_Source extract:_
========================================================================
Many recent vision-based human activity classification approaches are learning-based [5,6,7], which require a large amount of training data. Unlike the tasks easily collect a lot of data that classify daily activity such as walking or climbing stairs, data collection for sports activity analysis has a severe issue. The sports context often demands a more nuanced level of prediction. Examples include predicting whether a player is going to kick a ball to the left or right or whether they’ll throw a straight or curved ball. Furthermore, these predictions often need to be athlete-specific (because every athlete has their own unique mannerism.) This issue causes a lack of available data due to the difficulty of collecting enough data since it takes a long time and effort from the athletes. Thus, methods in which classification models can be trained with only a small dataset are required.

There have been many efforts to train network models with a small dataset. One well-known data-level approach is data augmentation, which lies at the heart of all successful applications of deep learning [8, 9]. However, due to the high degree of freedom of video sequence data and its individual-specific manner of sports scene data, it is difficult to cover the variants of data space exhaustively using data augmentation. Another possible way is the parameter-level approach, which is known for meta-learning [10,11,12]. Generally, it consists of two different models (i.e., a teacher model and a student model) for teaching one network how to learn which features are important in the task. The teacher model learns how to encapsulate the parameter space, while the student model learns how to recognize and classify the actual items in the dataset. That is, it still requires a large dataset for a teacher model. However, as far as we know, there is no publicly available large dataset that contains different motions included in the same sports action, e.g., motions with two different pitch types (straight, curve) included in the pitching action.

Unlike the above approaches, this paper explores the potential for a feature extraction approach. Previously, temporal templates [13,14,15,16] have attracted great attention due to its use in vision-based scene analysis. If we use temporal templates as input, we can use learning-based approaches with small amount of data because temporal templates are not video but image [17]. In particular, motion history image (MHI), in which the motion information extracted from continuous frames are combined into one grayscale image, is widely used for human activity analysis [18, 19]. There are various features that represent motion, such as optical flow [20, 21], for human activity recognition. However, in our case, with the small amount of data available, we consider that MHI is particularly effective because it can be generated stably for all samples without training. Therefore, MHI, a simple yet effective method, helps learning-based methods to be trained only on a small amount of data.
========================================================================
_Data shown:_
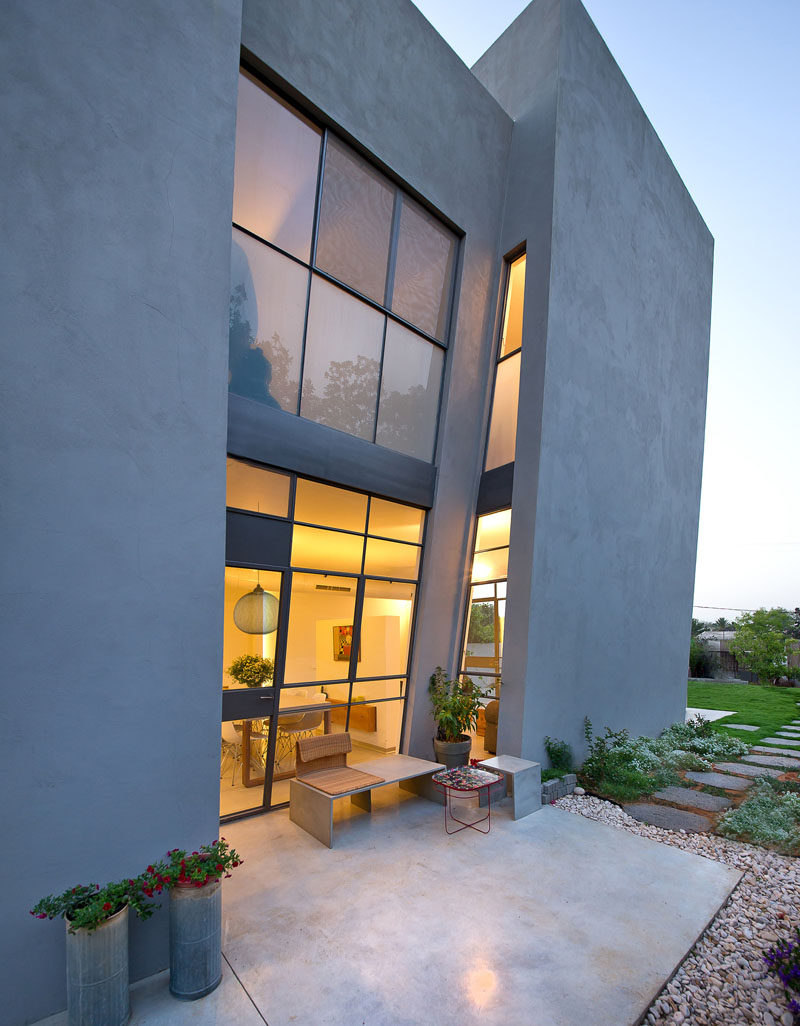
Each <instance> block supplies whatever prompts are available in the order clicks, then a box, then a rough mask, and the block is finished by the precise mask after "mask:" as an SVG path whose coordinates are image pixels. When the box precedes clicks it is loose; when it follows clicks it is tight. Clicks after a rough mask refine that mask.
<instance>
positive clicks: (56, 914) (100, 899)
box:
========================================================================
_Task requirements:_
- A) According to the passage on sports activity classification, what is combined into one grayscale image in a motion history image?
- B) Echo verbatim the part of the passage on sports activity classification starting with "Many recent vision-based" and going on through "dataset are required.".

_Task-by-task answers:_
- A) The motion information extracted from continuous frames.

- B)
Many recent vision-based human activity classification approaches are learning-based [5,6,7], which require a large amount of training data. Unlike the tasks easily collect a lot of data that classify daily activity such as walking or climbing stairs, data collection for sports activity analysis has a severe issue. The sports context often demands a more nuanced level of prediction. Examples include predicting whether a player is going to kick a ball to the left or right or whether they’ll throw a straight or curved ball. Furthermore, these predictions often need to be athlete-specific (because every athlete has their own unique mannerism.) This issue causes a lack of available data due to the difficulty of collecting enough data since it takes a long time and effort from the athletes. Thus, methods in which classification models can be trained with only a small dataset are required.